>>>

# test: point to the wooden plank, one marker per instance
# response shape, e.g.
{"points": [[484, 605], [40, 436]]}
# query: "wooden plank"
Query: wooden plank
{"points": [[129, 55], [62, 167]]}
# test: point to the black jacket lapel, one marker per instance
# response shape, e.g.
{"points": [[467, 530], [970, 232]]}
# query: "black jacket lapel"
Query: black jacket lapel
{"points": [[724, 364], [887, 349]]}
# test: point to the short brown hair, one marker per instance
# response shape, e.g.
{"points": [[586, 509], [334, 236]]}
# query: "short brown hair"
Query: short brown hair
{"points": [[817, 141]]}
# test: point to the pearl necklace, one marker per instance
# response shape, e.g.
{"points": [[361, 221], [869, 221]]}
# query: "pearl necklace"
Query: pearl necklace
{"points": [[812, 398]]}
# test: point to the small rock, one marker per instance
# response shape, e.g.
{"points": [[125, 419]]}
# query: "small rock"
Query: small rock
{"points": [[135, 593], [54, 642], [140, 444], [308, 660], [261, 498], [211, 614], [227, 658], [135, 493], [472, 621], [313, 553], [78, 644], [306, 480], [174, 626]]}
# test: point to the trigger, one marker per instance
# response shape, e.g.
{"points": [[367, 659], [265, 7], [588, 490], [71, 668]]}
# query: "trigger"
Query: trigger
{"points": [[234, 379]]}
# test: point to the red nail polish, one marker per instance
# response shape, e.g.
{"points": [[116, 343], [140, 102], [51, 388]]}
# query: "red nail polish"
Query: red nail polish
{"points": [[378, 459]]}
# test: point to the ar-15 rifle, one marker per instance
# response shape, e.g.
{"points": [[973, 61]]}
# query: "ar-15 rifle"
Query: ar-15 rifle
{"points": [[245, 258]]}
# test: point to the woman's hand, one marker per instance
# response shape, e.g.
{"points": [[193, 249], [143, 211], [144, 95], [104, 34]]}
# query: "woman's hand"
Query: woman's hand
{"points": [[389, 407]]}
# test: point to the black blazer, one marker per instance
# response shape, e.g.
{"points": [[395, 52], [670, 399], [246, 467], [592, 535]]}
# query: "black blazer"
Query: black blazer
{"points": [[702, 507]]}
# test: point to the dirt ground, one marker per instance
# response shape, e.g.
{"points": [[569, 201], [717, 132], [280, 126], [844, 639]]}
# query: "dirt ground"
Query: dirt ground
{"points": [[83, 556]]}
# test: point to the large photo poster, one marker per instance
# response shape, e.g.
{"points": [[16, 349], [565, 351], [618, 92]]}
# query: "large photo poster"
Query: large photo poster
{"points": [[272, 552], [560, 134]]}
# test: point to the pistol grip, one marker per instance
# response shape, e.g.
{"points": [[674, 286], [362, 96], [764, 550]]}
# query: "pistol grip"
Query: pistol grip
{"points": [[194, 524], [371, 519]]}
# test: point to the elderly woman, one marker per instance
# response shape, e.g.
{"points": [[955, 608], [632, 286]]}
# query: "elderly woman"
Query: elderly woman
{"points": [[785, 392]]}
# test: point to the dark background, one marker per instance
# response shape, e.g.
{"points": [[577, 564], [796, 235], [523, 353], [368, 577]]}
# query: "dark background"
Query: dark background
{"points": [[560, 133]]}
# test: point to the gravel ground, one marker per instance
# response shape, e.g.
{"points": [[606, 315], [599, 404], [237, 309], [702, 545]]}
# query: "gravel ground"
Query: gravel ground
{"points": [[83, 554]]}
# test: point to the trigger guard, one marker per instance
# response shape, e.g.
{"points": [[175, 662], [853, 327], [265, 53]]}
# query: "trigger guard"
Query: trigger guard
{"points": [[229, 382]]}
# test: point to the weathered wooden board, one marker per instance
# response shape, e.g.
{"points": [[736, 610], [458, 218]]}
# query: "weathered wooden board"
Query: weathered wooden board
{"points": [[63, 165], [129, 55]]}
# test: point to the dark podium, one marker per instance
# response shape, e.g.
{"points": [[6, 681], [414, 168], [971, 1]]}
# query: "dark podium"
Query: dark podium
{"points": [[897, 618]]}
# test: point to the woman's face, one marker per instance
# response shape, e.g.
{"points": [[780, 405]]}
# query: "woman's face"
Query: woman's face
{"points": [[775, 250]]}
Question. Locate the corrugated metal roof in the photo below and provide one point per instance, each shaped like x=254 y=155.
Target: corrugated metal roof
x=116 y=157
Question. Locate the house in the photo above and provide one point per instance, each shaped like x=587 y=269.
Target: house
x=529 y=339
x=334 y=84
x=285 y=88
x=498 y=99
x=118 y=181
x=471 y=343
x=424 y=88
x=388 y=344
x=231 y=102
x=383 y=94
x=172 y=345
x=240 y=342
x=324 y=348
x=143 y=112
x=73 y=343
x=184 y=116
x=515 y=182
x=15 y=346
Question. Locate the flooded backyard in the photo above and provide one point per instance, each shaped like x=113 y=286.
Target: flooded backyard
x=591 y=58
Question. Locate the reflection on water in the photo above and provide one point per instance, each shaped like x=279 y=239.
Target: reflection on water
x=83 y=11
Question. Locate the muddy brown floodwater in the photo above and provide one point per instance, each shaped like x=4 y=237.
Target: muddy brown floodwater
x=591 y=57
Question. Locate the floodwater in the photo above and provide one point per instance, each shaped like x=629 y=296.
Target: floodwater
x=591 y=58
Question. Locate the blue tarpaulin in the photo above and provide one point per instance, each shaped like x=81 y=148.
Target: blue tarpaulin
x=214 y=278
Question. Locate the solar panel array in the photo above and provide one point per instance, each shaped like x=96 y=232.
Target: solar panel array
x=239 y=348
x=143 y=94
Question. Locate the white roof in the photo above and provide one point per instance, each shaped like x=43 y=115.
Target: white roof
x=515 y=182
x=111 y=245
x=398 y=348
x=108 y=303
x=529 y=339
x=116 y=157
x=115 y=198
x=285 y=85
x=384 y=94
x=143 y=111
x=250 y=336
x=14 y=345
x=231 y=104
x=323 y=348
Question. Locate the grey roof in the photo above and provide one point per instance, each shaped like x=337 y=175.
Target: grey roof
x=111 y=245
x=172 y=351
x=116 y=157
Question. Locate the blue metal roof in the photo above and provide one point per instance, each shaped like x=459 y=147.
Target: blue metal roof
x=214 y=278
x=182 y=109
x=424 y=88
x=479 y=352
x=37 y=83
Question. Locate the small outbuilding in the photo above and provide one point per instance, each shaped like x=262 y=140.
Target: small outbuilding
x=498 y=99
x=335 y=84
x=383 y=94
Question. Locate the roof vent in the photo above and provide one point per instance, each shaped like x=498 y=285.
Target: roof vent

<<<

Your objective = A precise copy of the whole listing is the expected answer.

Result of this task =
# test: point to the wooden plank, one marker per instance
# response shape, e.g.
{"points": [[484, 605], [40, 436]]}
# query: "wooden plank"
Query: wooden plank
{"points": [[129, 55], [62, 167]]}
# test: point to the black jacket lapel, one marker per instance
# response shape, e.g.
{"points": [[467, 530], [970, 232]]}
# query: "black jacket lapel"
Query: black jacket lapel
{"points": [[724, 364], [887, 349]]}
# test: point to the short brown hair, one marker per instance
# response shape, e.g.
{"points": [[586, 509], [334, 236]]}
# query: "short brown hair"
Query: short brown hair
{"points": [[817, 141]]}
# test: point to the pearl necklace, one marker per instance
# response shape, e.g.
{"points": [[361, 221], [869, 221]]}
# query: "pearl necklace"
Query: pearl necklace
{"points": [[812, 398]]}
# test: point to the small rock, one marker per instance
# response shape, e.g.
{"points": [[125, 419]]}
# query: "small rock"
Query: small rock
{"points": [[135, 593], [54, 642], [140, 444], [308, 660], [261, 498], [211, 614], [227, 658], [135, 493], [472, 621], [313, 553], [78, 644], [306, 480], [174, 626]]}
# test: point to the trigger, one marker per instance
# response shape, e.g.
{"points": [[367, 659], [265, 7], [588, 490], [71, 668]]}
# query: "trigger"
Query: trigger
{"points": [[234, 379]]}
# test: point to the red nail polish, one marker per instance
# response shape, e.g.
{"points": [[116, 343], [140, 102], [51, 388]]}
# query: "red nail polish"
Query: red nail polish
{"points": [[378, 459]]}
# test: point to the ar-15 rifle, one marker per instance
# response shape, e.g.
{"points": [[973, 61]]}
# query: "ar-15 rifle"
Query: ar-15 rifle
{"points": [[245, 258]]}
# test: point to the woman's hand, one marker per instance
# response shape, e.g.
{"points": [[193, 249], [143, 211], [144, 95], [104, 34]]}
# query: "woman's hand"
Query: woman's hand
{"points": [[389, 407]]}
# test: point to the black blazer, one marker per instance
# response shape, e.g.
{"points": [[395, 52], [670, 399], [246, 467], [592, 535]]}
# query: "black blazer"
Query: black blazer
{"points": [[702, 507]]}
# test: point to the dirt ground, one marker per instance
# response shape, e.g.
{"points": [[569, 201], [717, 132], [280, 126], [844, 639]]}
# query: "dirt ground"
Query: dirt ground
{"points": [[83, 556]]}
# test: point to the large photo poster, one marker per instance
# response shape, e.g.
{"points": [[16, 349], [565, 351], [618, 92]]}
# query: "large photo poster"
Query: large photo poster
{"points": [[272, 552], [560, 134]]}
# test: point to the pistol grip, one marker per instance
# response shape, e.g.
{"points": [[674, 286], [362, 96], [764, 550]]}
# query: "pistol grip"
Query: pistol grip
{"points": [[194, 524], [371, 519]]}
# test: point to the elderly woman, one marker per instance
# response shape, e.g.
{"points": [[955, 608], [632, 286]]}
# query: "elderly woman"
Query: elderly woman
{"points": [[785, 392]]}
# test: point to the dark background, one marker per instance
# response shape, e.g.
{"points": [[577, 564], [796, 235], [523, 353], [368, 577]]}
# query: "dark background"
Query: dark background
{"points": [[560, 133]]}
# test: point to the gravel ground, one marker per instance
# response shape, e.g.
{"points": [[606, 315], [599, 404], [237, 309], [702, 545]]}
# query: "gravel ground"
Query: gravel ground
{"points": [[83, 554]]}
# test: point to the trigger guard, one marker per instance
# response shape, e.g.
{"points": [[175, 662], [853, 327], [265, 53]]}
# query: "trigger guard"
Query: trigger guard
{"points": [[229, 382]]}
# test: point to the weathered wooden board, one marker per instance
# response shape, e.g.
{"points": [[736, 610], [458, 218]]}
# query: "weathered wooden board"
Query: weathered wooden board
{"points": [[63, 165], [129, 55]]}
# test: point to the dark podium, one marker per instance
# response shape, e.g.
{"points": [[6, 681], [414, 168], [971, 1]]}
# query: "dark podium"
Query: dark podium
{"points": [[897, 618]]}
# test: point to the woman's face, one marker per instance
# response shape, e.g.
{"points": [[780, 405]]}
# query: "woman's face"
Query: woman's face
{"points": [[775, 250]]}
Question. Locate the corrugated metal roof in the photo below and provide one point per instance, each shaped like x=254 y=155.
Target: corrugated metal roof
x=116 y=157
Question. Locate the house in the photo above and provide one point per instance, each shaped like x=587 y=269.
Target: house
x=529 y=339
x=334 y=84
x=285 y=88
x=498 y=99
x=118 y=181
x=471 y=343
x=424 y=88
x=388 y=344
x=231 y=102
x=383 y=94
x=172 y=345
x=240 y=342
x=324 y=348
x=143 y=112
x=73 y=343
x=184 y=116
x=515 y=182
x=15 y=346
Question. Locate the flooded backyard in the photo above and provide one point per instance, each shaped like x=113 y=286.
Target: flooded backyard
x=591 y=58
Question. Locate the reflection on water in the photo above and provide one point per instance, each shaped like x=279 y=239.
Target: reflection on water
x=83 y=11
Question. Locate the muddy brown floodwater in the photo above and provide one point per instance, each shaped like x=4 y=237.
Target: muddy brown floodwater
x=591 y=57
Question. Locate the floodwater in the photo above and provide one point per instance, each shaped like x=629 y=296.
Target: floodwater
x=591 y=58
Question. Locate the blue tarpaulin in the photo above and provide one point per instance, each shaped like x=81 y=148.
Target: blue tarpaulin
x=214 y=278
Question. Locate the solar panel array in the photo above and provide one point per instance, each shaped like x=96 y=232.
Target: solar panel array
x=239 y=348
x=143 y=94
Question. Locate the white roof in the photo above and provide one point per instance, each shaped like x=43 y=115.
Target: white roof
x=515 y=182
x=111 y=245
x=398 y=348
x=108 y=303
x=529 y=339
x=116 y=157
x=115 y=198
x=285 y=85
x=384 y=94
x=143 y=111
x=250 y=336
x=14 y=345
x=231 y=104
x=323 y=348
Question. Locate the grey roof in the photo above and provide one point per instance, each shaped like x=337 y=175.
Target: grey roof
x=111 y=245
x=172 y=351
x=116 y=157
Question. Locate the blue metal roof in the photo above and provide one point per instance, each shaped like x=459 y=147.
Target: blue metal roof
x=214 y=278
x=182 y=109
x=424 y=88
x=479 y=352
x=37 y=83
Question. Locate the small outbuilding in the photo above and provide one point per instance, each shaped like x=262 y=140.
Target: small outbuilding
x=498 y=99
x=335 y=84
x=383 y=94
Question. Locate the roof vent in the photo above and provide one point per instance, each shaped like x=498 y=285.
Target: roof vent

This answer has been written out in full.